*Work instructions*: Copy each of the rows below word for word, leaving nothing out.

++++++++

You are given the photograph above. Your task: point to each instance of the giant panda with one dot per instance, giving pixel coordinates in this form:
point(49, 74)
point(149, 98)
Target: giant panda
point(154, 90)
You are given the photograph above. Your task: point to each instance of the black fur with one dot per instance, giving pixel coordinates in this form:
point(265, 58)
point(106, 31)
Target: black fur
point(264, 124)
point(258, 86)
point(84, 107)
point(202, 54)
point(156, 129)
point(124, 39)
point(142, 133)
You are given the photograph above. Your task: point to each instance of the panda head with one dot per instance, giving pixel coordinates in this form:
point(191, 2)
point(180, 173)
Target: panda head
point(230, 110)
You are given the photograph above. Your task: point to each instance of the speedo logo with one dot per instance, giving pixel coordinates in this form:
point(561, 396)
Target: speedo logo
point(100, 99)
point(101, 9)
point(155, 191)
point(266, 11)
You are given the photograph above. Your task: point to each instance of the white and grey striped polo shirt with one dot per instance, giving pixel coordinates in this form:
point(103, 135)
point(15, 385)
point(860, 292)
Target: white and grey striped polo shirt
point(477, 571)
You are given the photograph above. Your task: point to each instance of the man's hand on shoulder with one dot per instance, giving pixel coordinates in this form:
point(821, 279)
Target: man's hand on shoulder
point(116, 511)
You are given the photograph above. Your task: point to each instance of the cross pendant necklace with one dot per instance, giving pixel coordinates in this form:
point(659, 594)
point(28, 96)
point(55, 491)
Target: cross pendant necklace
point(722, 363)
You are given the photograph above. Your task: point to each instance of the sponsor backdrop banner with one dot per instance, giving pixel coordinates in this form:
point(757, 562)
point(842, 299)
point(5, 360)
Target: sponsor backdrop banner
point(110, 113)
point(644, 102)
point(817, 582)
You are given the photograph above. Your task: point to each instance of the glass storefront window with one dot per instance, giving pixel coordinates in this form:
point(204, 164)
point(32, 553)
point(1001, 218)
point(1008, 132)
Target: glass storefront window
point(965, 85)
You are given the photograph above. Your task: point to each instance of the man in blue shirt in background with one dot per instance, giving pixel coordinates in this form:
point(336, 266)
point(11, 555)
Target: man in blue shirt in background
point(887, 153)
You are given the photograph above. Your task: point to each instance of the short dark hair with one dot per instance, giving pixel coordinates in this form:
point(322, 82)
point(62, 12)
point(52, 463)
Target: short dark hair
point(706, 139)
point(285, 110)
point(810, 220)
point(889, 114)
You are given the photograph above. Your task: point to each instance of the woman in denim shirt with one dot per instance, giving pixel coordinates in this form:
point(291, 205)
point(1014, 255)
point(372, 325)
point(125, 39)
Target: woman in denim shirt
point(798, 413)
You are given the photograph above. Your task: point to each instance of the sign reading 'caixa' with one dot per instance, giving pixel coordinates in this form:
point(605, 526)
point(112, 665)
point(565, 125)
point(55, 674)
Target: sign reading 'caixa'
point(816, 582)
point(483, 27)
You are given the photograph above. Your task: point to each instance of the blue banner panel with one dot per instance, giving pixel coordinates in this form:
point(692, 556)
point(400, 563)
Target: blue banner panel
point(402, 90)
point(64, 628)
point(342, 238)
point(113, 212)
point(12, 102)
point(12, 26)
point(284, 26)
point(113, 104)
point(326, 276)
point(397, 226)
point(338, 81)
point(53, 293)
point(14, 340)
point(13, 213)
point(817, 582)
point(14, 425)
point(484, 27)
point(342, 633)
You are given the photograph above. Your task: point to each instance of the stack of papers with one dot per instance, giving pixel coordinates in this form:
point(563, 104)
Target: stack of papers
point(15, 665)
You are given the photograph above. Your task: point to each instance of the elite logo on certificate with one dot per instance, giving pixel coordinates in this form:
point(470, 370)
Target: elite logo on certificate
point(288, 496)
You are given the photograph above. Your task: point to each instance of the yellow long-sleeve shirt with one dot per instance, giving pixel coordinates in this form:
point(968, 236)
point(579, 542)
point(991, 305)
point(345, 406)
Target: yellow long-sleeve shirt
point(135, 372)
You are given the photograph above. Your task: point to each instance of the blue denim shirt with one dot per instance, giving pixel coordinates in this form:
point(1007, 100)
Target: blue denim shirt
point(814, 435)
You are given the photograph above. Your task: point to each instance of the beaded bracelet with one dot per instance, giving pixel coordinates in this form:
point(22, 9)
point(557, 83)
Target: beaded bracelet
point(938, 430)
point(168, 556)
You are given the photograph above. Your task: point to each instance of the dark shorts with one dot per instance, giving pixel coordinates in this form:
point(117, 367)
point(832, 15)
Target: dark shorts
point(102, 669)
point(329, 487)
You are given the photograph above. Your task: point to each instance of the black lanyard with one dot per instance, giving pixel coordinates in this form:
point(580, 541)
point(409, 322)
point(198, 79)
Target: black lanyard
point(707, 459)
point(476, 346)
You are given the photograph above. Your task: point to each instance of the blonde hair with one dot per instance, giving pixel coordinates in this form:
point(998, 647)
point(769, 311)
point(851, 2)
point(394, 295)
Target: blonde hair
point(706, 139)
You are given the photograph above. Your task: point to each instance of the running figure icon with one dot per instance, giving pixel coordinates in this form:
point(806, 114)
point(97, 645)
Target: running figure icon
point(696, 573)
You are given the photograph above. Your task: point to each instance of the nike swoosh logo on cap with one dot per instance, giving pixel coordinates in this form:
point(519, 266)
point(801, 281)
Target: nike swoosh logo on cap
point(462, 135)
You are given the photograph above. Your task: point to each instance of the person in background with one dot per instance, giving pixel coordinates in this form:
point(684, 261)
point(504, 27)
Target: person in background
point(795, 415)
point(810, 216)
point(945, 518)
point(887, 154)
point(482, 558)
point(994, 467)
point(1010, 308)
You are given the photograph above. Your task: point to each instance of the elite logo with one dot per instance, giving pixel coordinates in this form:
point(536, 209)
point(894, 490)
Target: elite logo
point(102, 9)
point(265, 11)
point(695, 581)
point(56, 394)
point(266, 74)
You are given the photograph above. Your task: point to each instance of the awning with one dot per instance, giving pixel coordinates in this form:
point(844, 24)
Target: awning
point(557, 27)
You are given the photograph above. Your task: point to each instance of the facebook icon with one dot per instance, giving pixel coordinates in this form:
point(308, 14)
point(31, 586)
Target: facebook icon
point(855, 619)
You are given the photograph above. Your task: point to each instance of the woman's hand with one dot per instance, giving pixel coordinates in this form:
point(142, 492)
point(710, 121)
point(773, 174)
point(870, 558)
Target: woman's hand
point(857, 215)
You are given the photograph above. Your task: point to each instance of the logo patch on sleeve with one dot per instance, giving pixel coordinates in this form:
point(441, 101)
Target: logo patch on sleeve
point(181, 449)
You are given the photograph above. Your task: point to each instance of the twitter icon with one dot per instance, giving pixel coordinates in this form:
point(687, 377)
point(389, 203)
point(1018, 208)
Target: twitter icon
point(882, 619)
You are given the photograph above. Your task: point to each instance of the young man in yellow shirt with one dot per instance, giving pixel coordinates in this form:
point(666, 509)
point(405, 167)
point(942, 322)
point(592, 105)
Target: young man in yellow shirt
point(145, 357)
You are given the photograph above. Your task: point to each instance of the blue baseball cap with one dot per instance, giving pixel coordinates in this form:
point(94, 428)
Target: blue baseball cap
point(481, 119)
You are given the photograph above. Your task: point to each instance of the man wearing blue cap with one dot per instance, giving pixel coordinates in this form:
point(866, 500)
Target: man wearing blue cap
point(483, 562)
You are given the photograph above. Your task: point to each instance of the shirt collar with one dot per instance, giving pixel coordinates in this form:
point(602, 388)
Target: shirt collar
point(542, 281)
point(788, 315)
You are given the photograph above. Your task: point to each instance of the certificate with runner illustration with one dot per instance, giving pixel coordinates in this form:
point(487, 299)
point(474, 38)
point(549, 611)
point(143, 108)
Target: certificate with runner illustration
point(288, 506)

++++++++

*The result*:
You are given the photograph above. Your task: point to each instance of the giant panda with one dot per instance, giving pixel coordinates in this form:
point(49, 74)
point(149, 98)
Target: giant panda
point(154, 90)
You are given the photograph above. Your task: point to each instance of the black fur with one dot per instance, giving pixel coordinates in this form:
point(265, 58)
point(106, 31)
Target: black fur
point(264, 124)
point(258, 86)
point(84, 107)
point(202, 54)
point(156, 129)
point(124, 39)
point(142, 133)
You are given the photograph above. Your task: point to each instance of the panda head with one dot per instance, giving pixel coordinates in this form:
point(191, 2)
point(180, 173)
Target: panda head
point(230, 110)
You are given the photograph above. Your task: point to each instance of the speedo logo with one dot per instance, giving pixel coordinates in this form:
point(561, 396)
Target: speedo logo
point(100, 99)
point(101, 9)
point(155, 191)
point(266, 11)
You are given the photograph above. Your task: point to each instance of the white and grey striped polo shirt with one dot per instance, giving pixel coordinates in this form:
point(103, 135)
point(15, 385)
point(860, 292)
Target: white and grey striped polo shirt
point(477, 571)
You are given the photograph above. Your task: point to each instance of the man's hand on shoulder with one dot per instance, giving pixel coordinates in this form:
point(821, 279)
Target: man's hand on shoulder
point(116, 511)
You are given the photograph above. Your task: point to each instance of the cross pendant necklace with one dot per instance, giving pixel coordinates in this form:
point(659, 594)
point(28, 96)
point(55, 491)
Target: cross pendant necklace
point(722, 363)
You are given the photograph above. Your task: point to each instance of the sponsor backdrop banner with one dot per instance, giving pixel coordinates in this form:
point(757, 562)
point(842, 299)
point(5, 360)
Target: sponsor backdrop banner
point(110, 113)
point(644, 102)
point(817, 582)
You are given the photograph above. Your task: point to each instance of the glass storefront window with one dot per instance, giving pixel coordinates in this form:
point(204, 164)
point(32, 553)
point(1001, 218)
point(1008, 132)
Target: glass storefront window
point(965, 85)
You are given the photograph above. Your task: point to each instance of the man in blue shirt in background with one dot per instance, giving pixel coordinates in this form:
point(336, 266)
point(11, 555)
Target: man in blue shirt in background
point(887, 153)
You are given the photograph above. Your task: point to each instance of the short dark hair with one dot per instance, giving pixel coordinates in this form:
point(322, 82)
point(62, 12)
point(52, 463)
Target: short dark hair
point(706, 139)
point(285, 110)
point(810, 220)
point(889, 114)
You are given the photograph above. Your task: point to each instance of the woman in denim shirt with one dot per instance, giving pixel coordinates in this form:
point(291, 205)
point(1014, 255)
point(372, 325)
point(125, 39)
Target: woman in denim shirt
point(798, 413)
You are given the photograph above. Your task: point to each instance of the sign reading 'caixa' with one dot per instance, giving pixel coordinates in this form:
point(605, 526)
point(112, 665)
point(565, 125)
point(55, 674)
Target: sign reading 'caixa'
point(816, 582)
point(483, 27)
You are given the photograph above. Your task: point to each instance of the blue banner panel with one dot per instance, giving pixel coordinates in this form:
point(692, 556)
point(400, 563)
Target: blue banner panel
point(402, 90)
point(64, 628)
point(342, 238)
point(113, 212)
point(12, 102)
point(12, 26)
point(284, 26)
point(113, 104)
point(326, 276)
point(397, 226)
point(338, 81)
point(53, 293)
point(14, 340)
point(13, 213)
point(817, 582)
point(14, 425)
point(484, 27)
point(342, 633)
You are given the photograph above. Your task: point to each instance of the stack of papers with one dot per instance, giving pixel coordinates in this form:
point(563, 104)
Target: stack of papers
point(15, 665)
You are given the photograph above. Your task: point to each instance of the elite logo on certificate with one dot per instance, giving pixel coordinates in this form:
point(470, 370)
Target: elite logo on certificate
point(288, 496)
You are given the photograph above. Your task: point to each instance of the yellow long-sleeve shirt with one dot per instance, giving pixel coordinates in this form:
point(968, 236)
point(579, 542)
point(991, 305)
point(345, 406)
Target: yellow long-sleeve shirt
point(135, 372)
You are given the photograph above. Your task: point to each instance of the blue denim shirt with one dot per instance, giving pixel coordinates in this form:
point(1007, 100)
Target: blue denim shirt
point(814, 435)
You are given the photograph above. Your task: point to each instance of the beaded bracelet with one dot per instance, giving pixel coordinates in this form:
point(22, 9)
point(557, 83)
Target: beaded bracelet
point(938, 430)
point(168, 556)
You are given the photograph above. Your task: point to each instance of the dark shorts with one dot per instance, giving pixel coordinates in this form:
point(117, 367)
point(832, 15)
Target: dark shorts
point(102, 669)
point(329, 487)
You are given the photograph above. Your task: point to each instance of the black lanyard with one dot per instance, giving pixel coordinates in this form:
point(580, 541)
point(409, 322)
point(198, 79)
Target: black lanyard
point(707, 459)
point(476, 346)
You are given the photograph above. Your task: point to each instance of the blonde hair with one dot per instance, giving pixel coordinates in this form:
point(998, 647)
point(769, 311)
point(851, 2)
point(394, 295)
Target: blonde hair
point(706, 139)
You are given the photograph above. Your task: point to each instance of the running figure icon with one dot per instance, giving pixel coordinates in this form:
point(806, 114)
point(97, 645)
Target: running figure icon
point(696, 573)
You are given the photograph above. Your task: point to each instance of the nike swoosh logo on cap with one dot per instance, giving pixel coordinates in this form:
point(519, 266)
point(801, 281)
Target: nike swoosh logo on cap
point(462, 135)
You are given the photograph above. Your task: point to each instance of the person in background with one dot per instance, giving pixel coordinates in this form:
point(684, 261)
point(504, 27)
Target: person in background
point(795, 415)
point(810, 216)
point(945, 518)
point(887, 154)
point(482, 558)
point(994, 467)
point(1010, 308)
You are given the photograph above. Your task: point to each instance of the elite logo with one dot per instance, giving pixel coordinates in this form:
point(536, 209)
point(894, 490)
Target: elite logo
point(102, 9)
point(265, 11)
point(695, 581)
point(56, 394)
point(266, 74)
You are given the photograph above. Your task: point to each instance of the awning with one dot per instance, giving pixel coordinates in this form:
point(844, 24)
Target: awning
point(557, 27)
You are given the photograph above. Your task: point to each instance of the facebook icon with one dot per instance, giving pixel coordinates in this form:
point(308, 14)
point(31, 586)
Target: facebook icon
point(855, 619)
You are given the photograph above. Your task: point to each instance of the woman's hand with one dot per instance, giving pixel coordinates in this form:
point(142, 492)
point(710, 121)
point(773, 174)
point(870, 558)
Target: woman's hand
point(857, 215)
You are given the photograph above. Your task: point to each instance of the logo patch on sleeve with one dot per instance, giving pixel coordinates in this form:
point(441, 101)
Target: logo patch on sleeve
point(181, 449)
You are given the photograph above. Your task: point to each instance of the twitter icon with one dot per instance, giving pixel coordinates in this form:
point(687, 377)
point(389, 203)
point(1018, 208)
Target: twitter icon
point(882, 619)
You are given the photograph above. Your task: point to each instance of the young man in yellow shirt with one dot per instance, giving pixel coordinates in this form:
point(666, 509)
point(405, 167)
point(942, 322)
point(592, 105)
Target: young man in yellow shirt
point(145, 357)
You are given the photograph above. Your task: point to each instance of the blue baseball cap with one dot per instance, giving pixel coordinates in this form:
point(94, 428)
Target: blue baseball cap
point(481, 119)
You are given the photograph above. Your task: point to each instance of the man wearing blue cap with one dot per instance, giving pixel coordinates in this form:
point(866, 500)
Target: man wearing blue cap
point(483, 562)
You are given the photograph above. Your task: point to each instance of the shirt collar with one dot per instance, giving pixel coordinates in this form:
point(602, 388)
Target: shirt collar
point(542, 281)
point(788, 315)
You are given the photograph above. Your task: point to each instance of the certificate with runner illustration with one dot per instance, giving pixel coordinates in this form:
point(487, 299)
point(474, 38)
point(549, 611)
point(143, 108)
Target: certificate with runner illustration
point(288, 506)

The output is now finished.